■ Supplied passage ■
----------------------------------------

A two-judge bench convicted Kumar for criminal conspiracy, promoting enmity and acting against communal harmony, the Press Trust of India and other local media reported.

"It is important to assure the victims that despite the challenges truth will prevail," the court said, according to the NDTV news network.

"The aftershock of those atrocities is still being felt."

Kumar, who has been asked to surrender by the end of this month, will have to spend the rest of his life behind bars.

The 1984 carnage erupted just hours after Gandhi was shot dead at her residence in New Delhi.

It lasted three days with Sikhs raped and murdered, their homes and businesses torched.

Gandhi was killed over her decision to use military force to expel Sikh separatists from inside the Golden Temple -- Sikhism's holiest shrine in the northern Indian city of Amritsar.

Critics accuse Congress of turning a blind eye to the killings and the role of leaders such as Kumar and Jagdish Tytler.

Last week, Congress named Kamal Nath as the chief minister of the central state of Madhya Pradesh despite allegations that he had led one of the mobs during the riots.

Kumar, Tytler and others have always denied any wrongdoing.

Kumar last won a parliamentary election in 2004 but was forced to withdraw from the 2009 polls over the rioting allegations.

Last month, another accused, Yashpal Singh was sentenced to death for murder and rioting.

Sikhs make up some two percent of Hindu-majority India's population of 1.25 billion.

----------------------------------------

■ Goals ■
a. Reproduce the report on Kumar's conviction word for word from "Last week, Congress" to "during the riots.".
b. According to the report on Kumar's conviction, how long did the 1984 carnage last?
The listing that follows is not required for anything here.

■ Given data ■
----------------------------------------

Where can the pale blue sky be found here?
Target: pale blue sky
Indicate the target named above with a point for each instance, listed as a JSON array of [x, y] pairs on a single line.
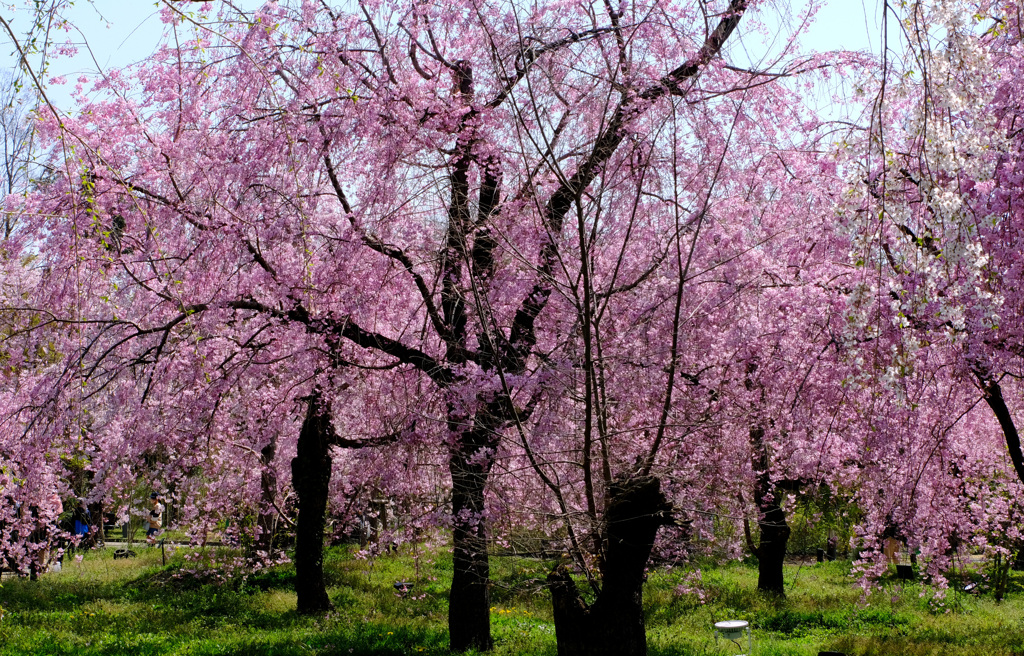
[[122, 32]]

----------------------------------------

■ Task answers ■
a.
Last week, Congress named Kamal Nath as the chief minister of the central state of Madhya Pradesh despite allegations that he had led one of the mobs during the riots.

b. Three days.